Toyota updates the Camry sedan in just its second year

Conventional wisdom dictates to hold off on buying a car in the first year of new generation due to potential reliability concerns. Now, we’re seeing automakers like Toyota making improvements to popular models like the Camry sedan in just its second year, giving consumers more reason to hold off on buying the latest, greatest car.

Much like Honda did for the 2013 Civic, Toyota has made several detail upgrades quicker than expected on a new car that should incrementally enhance the car’s appeal and possibly address some of our minor criticisms. (Read our detailed Camry road test.)

The front door panels on the Hybrid LE, LE, and SE trim levels are now covered in a soft-touch material, replacing the previous hard plastics. LE trims now have armrests that match the interior color, rather than being black. And variations with leather upholstery have new stitching details on the doors.

Admittedly, these are rather low-impact upgrades, but they do address a weakness of the 2012 Camry. In our testing, we found the cabin materials disappointed, citing the hard headliner, some cheap-looking dash panels, and thin carpeting. Other pieces, including the map pockets and some dashboard panels, had visible mold flash, and some of the switchgear, like the climate knobs, felt insubstantial. Hopefully there was also more attention paid to general fit and finish.

DATASET ROWS:
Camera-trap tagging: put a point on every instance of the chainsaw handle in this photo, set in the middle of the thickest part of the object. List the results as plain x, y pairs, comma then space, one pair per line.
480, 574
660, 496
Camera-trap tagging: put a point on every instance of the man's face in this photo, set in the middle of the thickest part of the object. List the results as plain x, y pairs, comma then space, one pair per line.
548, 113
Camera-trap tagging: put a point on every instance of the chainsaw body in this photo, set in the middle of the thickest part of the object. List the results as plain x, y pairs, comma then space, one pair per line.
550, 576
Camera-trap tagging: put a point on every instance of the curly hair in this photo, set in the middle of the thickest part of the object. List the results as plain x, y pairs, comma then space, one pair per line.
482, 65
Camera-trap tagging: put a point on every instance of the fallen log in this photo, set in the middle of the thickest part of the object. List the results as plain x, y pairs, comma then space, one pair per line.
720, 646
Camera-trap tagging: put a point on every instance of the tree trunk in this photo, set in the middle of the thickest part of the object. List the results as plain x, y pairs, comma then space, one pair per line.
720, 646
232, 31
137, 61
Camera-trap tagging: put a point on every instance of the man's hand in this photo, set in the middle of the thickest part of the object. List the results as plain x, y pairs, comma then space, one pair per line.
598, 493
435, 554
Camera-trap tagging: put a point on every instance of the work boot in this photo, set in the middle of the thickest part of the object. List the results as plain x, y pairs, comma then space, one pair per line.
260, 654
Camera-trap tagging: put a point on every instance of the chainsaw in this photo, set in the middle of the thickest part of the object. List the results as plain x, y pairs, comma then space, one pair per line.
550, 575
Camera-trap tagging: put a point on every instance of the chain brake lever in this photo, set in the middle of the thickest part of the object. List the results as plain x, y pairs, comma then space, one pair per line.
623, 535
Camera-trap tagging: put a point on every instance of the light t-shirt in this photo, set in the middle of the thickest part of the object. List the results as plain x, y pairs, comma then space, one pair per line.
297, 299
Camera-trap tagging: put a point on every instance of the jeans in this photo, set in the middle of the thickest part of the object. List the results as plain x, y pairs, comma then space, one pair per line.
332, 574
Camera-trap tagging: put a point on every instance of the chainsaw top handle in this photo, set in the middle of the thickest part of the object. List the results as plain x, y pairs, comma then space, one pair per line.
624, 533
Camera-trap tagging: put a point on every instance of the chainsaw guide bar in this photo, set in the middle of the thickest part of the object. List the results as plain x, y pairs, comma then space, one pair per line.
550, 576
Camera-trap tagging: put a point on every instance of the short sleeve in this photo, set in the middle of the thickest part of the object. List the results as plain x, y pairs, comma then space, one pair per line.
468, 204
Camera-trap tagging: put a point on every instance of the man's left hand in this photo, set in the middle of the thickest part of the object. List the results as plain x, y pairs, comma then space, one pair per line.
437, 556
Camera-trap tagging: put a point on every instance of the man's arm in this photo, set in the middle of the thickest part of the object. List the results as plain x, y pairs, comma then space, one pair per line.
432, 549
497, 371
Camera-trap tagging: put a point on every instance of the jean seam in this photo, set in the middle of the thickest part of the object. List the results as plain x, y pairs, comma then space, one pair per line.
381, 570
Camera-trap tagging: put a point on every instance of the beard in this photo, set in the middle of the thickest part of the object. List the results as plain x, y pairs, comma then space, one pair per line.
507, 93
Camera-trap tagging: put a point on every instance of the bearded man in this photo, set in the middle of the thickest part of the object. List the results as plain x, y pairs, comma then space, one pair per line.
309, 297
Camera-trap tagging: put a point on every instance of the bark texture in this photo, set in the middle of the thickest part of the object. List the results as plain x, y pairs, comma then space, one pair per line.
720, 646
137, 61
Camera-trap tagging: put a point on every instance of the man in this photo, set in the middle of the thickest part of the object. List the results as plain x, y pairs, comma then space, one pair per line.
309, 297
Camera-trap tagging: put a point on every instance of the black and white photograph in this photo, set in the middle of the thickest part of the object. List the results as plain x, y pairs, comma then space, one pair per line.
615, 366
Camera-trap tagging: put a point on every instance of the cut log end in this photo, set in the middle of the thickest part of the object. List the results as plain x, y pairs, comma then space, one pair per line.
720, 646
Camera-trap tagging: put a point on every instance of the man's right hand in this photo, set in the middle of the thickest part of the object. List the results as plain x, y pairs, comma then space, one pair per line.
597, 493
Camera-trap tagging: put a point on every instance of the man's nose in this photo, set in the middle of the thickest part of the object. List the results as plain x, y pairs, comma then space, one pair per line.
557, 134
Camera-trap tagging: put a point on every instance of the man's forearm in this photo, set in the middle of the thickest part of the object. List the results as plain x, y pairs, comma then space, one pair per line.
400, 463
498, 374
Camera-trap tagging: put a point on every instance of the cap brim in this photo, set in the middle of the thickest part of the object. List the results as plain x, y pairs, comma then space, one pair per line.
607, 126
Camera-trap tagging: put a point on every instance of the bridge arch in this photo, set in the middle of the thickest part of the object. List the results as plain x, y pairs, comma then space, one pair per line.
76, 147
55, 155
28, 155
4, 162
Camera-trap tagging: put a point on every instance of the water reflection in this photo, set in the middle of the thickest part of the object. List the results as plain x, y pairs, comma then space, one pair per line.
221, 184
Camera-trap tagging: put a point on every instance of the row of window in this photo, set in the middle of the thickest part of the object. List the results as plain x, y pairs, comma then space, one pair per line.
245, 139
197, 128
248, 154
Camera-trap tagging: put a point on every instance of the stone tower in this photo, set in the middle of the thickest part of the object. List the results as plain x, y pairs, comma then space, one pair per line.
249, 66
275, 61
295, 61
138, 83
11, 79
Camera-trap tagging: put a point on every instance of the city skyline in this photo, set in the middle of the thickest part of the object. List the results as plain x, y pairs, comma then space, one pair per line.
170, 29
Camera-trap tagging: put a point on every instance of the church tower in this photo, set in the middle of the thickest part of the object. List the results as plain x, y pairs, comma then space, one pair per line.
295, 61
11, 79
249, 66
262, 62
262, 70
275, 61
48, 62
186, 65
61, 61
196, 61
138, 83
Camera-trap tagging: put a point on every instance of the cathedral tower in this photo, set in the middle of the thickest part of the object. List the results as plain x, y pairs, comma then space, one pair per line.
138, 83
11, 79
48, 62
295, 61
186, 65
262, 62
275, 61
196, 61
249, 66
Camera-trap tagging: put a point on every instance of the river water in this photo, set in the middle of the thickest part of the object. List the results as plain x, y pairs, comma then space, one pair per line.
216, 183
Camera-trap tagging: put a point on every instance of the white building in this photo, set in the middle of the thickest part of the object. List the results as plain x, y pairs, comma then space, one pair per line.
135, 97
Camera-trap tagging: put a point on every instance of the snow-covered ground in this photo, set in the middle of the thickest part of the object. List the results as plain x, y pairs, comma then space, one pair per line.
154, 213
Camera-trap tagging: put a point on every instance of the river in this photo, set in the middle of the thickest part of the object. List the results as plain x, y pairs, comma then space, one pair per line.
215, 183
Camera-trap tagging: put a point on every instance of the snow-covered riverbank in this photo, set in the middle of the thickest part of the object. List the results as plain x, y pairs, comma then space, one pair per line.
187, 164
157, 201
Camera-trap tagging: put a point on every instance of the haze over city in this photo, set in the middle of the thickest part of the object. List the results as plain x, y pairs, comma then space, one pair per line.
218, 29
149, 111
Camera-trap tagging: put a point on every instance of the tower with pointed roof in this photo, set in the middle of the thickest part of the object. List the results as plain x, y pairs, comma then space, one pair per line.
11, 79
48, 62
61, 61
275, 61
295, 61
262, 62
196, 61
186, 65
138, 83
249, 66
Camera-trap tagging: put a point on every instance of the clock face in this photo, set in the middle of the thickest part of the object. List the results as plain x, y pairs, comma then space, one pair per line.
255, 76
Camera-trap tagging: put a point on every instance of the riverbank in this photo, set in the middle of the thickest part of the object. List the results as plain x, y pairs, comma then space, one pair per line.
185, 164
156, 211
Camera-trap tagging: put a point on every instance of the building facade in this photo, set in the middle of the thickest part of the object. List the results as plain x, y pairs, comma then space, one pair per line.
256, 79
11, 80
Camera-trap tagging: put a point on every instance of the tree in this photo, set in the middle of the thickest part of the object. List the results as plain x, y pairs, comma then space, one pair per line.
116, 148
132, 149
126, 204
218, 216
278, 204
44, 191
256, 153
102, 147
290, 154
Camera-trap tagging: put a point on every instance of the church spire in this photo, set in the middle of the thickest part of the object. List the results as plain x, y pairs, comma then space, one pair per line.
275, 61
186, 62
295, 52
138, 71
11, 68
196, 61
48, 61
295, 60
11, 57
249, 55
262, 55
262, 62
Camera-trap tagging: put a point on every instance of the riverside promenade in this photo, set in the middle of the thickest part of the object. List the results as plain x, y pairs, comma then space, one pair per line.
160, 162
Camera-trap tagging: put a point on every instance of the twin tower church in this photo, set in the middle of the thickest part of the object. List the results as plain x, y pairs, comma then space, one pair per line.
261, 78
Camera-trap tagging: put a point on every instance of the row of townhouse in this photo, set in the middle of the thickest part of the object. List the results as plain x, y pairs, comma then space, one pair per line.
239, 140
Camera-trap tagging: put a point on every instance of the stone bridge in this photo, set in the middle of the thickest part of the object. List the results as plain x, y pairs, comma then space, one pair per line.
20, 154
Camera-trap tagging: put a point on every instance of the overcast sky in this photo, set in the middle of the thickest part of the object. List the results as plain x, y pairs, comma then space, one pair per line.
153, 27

WRITTEN INSTRUCTION:
Write a continuation of the Camry update text, starting right after its final sentence. The entries play no part in what comes next.

ANSWER:
Other changes include making the 6.1-inch audio display screen standard on the L and Hybrid LE trims. However, no mention has been made of simplifying the stereo interface, which we found frustrating, with small touch-screen buttons and the need to navigate through menus to make audio adjustments. This screen can also be used for the available back-up camera.

Augmenting the blind-spot monitoring system is the addition of a rear cross-traffic alert for 2013. This can warn of dangers when backing out of a parking spot.

Ultimately, these tweaks are not earth shattering, but even small improvements are always welcomed. It is clear that automakers are working hard to compete for your dollar. If this trend continues, it does give another reason to not be the first on your block to own the latest model.